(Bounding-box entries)
((

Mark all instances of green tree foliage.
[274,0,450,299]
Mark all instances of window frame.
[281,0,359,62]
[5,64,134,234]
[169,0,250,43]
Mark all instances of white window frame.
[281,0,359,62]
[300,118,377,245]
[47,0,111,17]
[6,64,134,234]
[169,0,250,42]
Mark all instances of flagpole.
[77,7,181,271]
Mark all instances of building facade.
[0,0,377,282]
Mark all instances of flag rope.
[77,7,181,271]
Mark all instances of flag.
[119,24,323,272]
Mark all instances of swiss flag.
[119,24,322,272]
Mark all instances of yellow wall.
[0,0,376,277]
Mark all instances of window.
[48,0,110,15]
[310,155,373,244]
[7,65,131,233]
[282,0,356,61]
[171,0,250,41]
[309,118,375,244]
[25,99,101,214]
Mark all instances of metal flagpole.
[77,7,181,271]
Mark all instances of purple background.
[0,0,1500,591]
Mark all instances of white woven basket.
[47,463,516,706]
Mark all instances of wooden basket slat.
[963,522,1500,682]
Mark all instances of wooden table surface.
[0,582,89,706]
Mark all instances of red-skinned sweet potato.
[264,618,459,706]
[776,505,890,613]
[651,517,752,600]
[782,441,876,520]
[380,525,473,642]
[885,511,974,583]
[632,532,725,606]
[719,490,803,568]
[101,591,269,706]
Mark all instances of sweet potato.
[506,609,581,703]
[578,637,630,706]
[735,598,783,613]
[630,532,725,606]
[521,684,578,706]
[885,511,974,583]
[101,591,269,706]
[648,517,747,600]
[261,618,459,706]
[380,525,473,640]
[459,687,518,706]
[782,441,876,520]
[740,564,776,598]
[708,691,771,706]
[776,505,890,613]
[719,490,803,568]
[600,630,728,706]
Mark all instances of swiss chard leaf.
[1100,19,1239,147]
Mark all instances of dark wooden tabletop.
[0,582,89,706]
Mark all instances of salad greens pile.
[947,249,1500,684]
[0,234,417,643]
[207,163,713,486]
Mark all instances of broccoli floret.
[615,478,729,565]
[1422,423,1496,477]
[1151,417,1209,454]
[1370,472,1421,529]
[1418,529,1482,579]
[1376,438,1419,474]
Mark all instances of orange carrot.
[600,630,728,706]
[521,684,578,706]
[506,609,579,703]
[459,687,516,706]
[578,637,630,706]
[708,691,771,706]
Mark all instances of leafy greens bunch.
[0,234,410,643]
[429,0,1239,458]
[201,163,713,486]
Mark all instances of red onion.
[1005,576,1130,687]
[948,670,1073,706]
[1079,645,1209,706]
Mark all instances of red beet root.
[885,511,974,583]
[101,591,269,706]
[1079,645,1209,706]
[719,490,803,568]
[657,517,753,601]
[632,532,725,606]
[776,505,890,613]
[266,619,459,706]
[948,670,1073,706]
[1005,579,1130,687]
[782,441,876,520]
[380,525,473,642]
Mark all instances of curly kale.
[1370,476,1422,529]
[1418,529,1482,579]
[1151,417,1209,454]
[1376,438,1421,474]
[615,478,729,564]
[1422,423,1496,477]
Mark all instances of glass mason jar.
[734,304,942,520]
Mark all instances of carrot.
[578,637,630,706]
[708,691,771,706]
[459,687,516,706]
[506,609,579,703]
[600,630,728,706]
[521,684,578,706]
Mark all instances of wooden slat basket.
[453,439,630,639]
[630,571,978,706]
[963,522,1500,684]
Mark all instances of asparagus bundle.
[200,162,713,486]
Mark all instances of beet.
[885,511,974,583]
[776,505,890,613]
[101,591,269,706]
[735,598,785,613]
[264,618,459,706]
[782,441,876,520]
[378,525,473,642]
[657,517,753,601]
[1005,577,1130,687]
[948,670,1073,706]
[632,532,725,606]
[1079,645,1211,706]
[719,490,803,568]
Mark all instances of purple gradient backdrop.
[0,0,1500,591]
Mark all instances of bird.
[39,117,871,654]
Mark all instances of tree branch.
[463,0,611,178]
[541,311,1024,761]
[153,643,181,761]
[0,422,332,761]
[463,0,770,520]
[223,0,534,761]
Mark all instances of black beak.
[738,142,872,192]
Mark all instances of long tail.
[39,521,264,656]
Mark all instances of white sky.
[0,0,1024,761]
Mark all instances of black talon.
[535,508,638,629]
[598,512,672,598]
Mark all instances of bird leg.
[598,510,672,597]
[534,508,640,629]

))

## WHAT YOU NEED TO DO
How many lines in the entries contain the string "wooden"? Case counts. Reply with the number alone.

## SOLUTION FOR THIS TASK
4